■ Page
[start]

Nationalities. The nationalities question here is quite complex, owing to centuries of colonization. Most of the original population consisted of Don Cossacks, who settled all of the northern and middle part of the Don River and a narrow corridor in the lower Don that today separates the main Ukrainian ethnic territory from the formerly Ukrainian-populated Kuban region and areas of eastern Subcaucasia. From this corridor extends another one, westward along the Donets River and beyond Luhansk, running through the territory of Ukraine. It should be pointed out that pure Russian is used only in the upper Don, in the basins of the Khoper and Medveditsa rivers. The Don Cossacks, who lived along the middle Don up to the Tsimla River, particularly in the northwest, speak a language that is influenced by Ukrainian. The language and ethnography of the inhabitants of the Lower Don also bear strong traces of Ukrainian. Ukrainian linguistic influence is even greater in the Donets dialect and in the mixed dialects on the borders of Subcaucasia.
The western part of the Don region was colonized independently of the Don Cossacks by the Zaporozhian Cossacks and Ukrainian peasants. Ukrainian migration into this territory was particularly vigorous after the abolition of serfdom; it then spread south into the sparsely settled regions adjacent to the Kuban and the eastern Subcaucasian steppes. Russian peasants settled here in smaller numbers. The cities, especially Rostov-na-Donu, and the Donets Basin attracted workers, mostly Russians. Besides Ukrainians and Russians, the Don region was settled also by Germans, Armenians, Jews, and Greeks, who gravitated towards the cities. The steppes in the southeast were inhabited by the Kalmyks. The non-Cossack population of the Don region was called inohorodni (Russian: inogorodnye [those from other towns]). Colonization increased the proportion of the inohorodni: they constituted 44 percent of the population in 1886, 50.5 percent in 1895, and 60 percent in 1910 (ie, a majority of the population).

[end]

■ Material supplied

[start]

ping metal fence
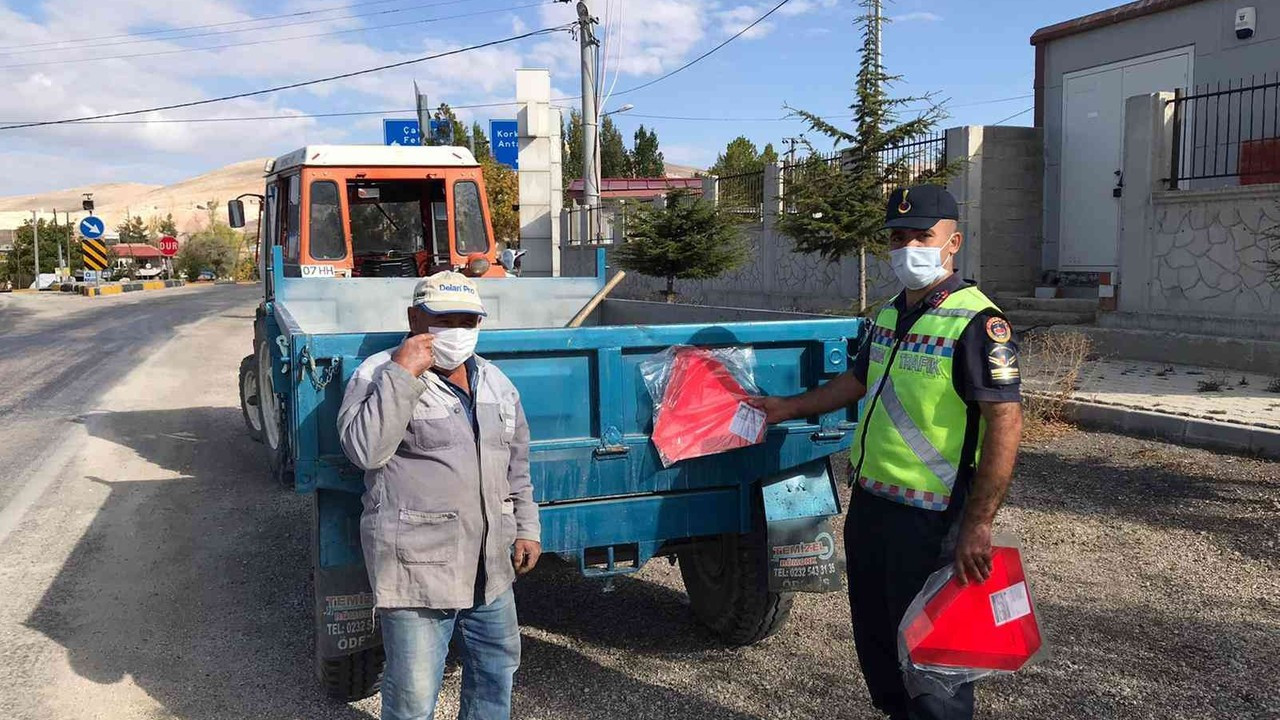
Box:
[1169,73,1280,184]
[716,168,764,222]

[end]
[start]

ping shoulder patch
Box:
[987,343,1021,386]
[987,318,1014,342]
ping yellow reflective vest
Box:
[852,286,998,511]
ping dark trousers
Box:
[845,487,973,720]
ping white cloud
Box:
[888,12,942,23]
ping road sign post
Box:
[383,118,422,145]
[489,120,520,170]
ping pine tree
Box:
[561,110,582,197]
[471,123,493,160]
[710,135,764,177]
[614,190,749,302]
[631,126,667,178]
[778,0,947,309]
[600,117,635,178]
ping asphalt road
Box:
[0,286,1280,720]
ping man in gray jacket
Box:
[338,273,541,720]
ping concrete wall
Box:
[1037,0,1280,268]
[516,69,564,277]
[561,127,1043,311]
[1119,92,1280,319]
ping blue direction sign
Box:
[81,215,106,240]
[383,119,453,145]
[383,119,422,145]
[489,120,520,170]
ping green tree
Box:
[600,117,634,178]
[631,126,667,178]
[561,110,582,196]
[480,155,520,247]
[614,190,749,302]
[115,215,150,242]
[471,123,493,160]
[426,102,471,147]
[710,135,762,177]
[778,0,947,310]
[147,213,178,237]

[end]
[start]

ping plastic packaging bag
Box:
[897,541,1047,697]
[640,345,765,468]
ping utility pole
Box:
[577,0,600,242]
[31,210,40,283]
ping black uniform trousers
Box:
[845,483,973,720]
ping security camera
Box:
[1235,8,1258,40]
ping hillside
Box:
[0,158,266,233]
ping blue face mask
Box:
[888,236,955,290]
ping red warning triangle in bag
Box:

[end]

■ Direction
In the text on nationalities of the Don region, what percentage of the population were the inohorodni in 1895?

■ Reply
50.5 percent